#### [Objective]
Copy the records word for word, beginning with the first line and ending after the line that contains "top-left (30, 106), bottom-right (185, 392)".

#### [Data to process]

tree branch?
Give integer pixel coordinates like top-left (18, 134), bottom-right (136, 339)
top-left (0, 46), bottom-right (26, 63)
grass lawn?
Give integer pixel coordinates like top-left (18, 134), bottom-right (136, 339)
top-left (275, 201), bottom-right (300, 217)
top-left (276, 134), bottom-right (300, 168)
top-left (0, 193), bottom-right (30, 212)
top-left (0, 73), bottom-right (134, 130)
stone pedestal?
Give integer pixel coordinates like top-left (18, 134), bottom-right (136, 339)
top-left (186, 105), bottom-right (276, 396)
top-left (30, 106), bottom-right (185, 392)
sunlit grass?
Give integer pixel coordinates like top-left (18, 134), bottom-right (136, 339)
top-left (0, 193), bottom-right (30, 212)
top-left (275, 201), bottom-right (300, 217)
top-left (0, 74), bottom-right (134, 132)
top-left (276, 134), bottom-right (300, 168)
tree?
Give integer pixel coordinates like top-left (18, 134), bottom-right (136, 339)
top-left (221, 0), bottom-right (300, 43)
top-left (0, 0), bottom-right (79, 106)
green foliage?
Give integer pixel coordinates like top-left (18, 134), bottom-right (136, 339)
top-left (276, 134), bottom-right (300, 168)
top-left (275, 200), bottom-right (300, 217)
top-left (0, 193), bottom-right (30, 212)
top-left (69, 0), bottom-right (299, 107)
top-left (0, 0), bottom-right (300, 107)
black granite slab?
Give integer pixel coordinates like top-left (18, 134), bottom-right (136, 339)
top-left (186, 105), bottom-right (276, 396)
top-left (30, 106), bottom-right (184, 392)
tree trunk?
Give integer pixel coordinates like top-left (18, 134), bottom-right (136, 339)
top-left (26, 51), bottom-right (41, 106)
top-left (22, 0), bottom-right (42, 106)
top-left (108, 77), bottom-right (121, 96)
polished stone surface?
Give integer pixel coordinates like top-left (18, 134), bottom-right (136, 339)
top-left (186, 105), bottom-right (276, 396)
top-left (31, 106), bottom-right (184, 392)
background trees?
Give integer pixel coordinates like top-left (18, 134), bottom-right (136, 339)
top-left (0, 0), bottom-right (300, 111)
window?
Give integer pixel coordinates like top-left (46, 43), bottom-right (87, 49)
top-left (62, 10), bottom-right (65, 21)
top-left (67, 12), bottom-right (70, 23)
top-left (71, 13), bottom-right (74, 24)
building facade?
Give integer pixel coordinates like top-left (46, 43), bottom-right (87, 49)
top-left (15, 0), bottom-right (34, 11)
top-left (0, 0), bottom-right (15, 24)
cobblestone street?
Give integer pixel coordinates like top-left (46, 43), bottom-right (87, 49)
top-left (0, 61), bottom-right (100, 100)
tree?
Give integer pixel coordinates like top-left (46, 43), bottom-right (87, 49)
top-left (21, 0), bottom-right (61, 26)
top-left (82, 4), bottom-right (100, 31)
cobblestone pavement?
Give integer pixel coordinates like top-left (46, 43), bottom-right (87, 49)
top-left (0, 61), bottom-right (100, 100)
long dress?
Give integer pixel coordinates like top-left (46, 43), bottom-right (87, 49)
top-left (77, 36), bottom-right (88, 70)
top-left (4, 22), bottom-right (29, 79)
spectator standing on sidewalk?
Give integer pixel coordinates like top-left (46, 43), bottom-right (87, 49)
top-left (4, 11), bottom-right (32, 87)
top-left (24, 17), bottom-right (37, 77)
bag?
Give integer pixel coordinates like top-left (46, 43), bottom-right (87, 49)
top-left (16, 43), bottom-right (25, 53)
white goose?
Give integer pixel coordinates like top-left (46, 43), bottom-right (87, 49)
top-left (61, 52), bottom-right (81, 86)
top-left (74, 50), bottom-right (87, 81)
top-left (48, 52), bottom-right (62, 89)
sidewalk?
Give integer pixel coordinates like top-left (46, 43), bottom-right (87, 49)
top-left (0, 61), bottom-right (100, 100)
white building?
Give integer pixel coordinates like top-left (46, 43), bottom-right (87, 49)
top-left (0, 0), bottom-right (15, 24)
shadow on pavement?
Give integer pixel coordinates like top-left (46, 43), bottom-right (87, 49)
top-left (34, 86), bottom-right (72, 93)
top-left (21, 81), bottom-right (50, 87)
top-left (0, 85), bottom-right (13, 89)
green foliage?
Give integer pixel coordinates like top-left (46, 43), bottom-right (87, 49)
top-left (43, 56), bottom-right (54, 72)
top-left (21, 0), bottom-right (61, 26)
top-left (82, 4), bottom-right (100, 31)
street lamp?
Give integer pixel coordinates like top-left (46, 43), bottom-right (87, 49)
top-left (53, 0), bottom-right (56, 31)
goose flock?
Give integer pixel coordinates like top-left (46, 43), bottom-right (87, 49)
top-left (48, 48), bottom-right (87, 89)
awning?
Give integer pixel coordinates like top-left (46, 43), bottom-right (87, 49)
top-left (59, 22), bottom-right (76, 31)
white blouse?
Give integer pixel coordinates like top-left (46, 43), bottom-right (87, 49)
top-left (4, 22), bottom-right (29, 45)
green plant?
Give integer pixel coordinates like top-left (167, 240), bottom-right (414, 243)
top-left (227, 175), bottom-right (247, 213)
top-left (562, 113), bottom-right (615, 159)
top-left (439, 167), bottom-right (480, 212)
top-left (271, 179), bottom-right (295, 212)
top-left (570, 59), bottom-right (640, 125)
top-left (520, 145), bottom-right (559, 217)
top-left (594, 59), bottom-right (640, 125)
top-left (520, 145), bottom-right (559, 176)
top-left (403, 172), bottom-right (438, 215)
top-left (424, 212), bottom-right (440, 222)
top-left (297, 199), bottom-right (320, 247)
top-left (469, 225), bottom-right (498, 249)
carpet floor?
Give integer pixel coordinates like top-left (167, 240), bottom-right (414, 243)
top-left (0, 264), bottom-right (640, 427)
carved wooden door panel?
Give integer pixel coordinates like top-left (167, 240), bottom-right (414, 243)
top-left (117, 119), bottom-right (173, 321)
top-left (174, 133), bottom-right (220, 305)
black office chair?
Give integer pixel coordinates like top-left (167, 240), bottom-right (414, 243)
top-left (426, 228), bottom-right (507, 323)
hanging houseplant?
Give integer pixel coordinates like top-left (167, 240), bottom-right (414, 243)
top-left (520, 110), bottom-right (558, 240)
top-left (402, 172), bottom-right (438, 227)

#### [Exercise answer]
tree branch?
Give integer pixel coordinates like top-left (18, 134), bottom-right (136, 339)
top-left (0, 46), bottom-right (26, 63)
grass lawn?
Give integer pixel coordinates like top-left (18, 134), bottom-right (136, 339)
top-left (275, 201), bottom-right (300, 217)
top-left (276, 134), bottom-right (300, 168)
top-left (0, 193), bottom-right (30, 212)
top-left (0, 73), bottom-right (134, 130)
stone pedestal?
Give integer pixel coordinates like top-left (18, 134), bottom-right (136, 339)
top-left (186, 105), bottom-right (276, 396)
top-left (30, 106), bottom-right (185, 392)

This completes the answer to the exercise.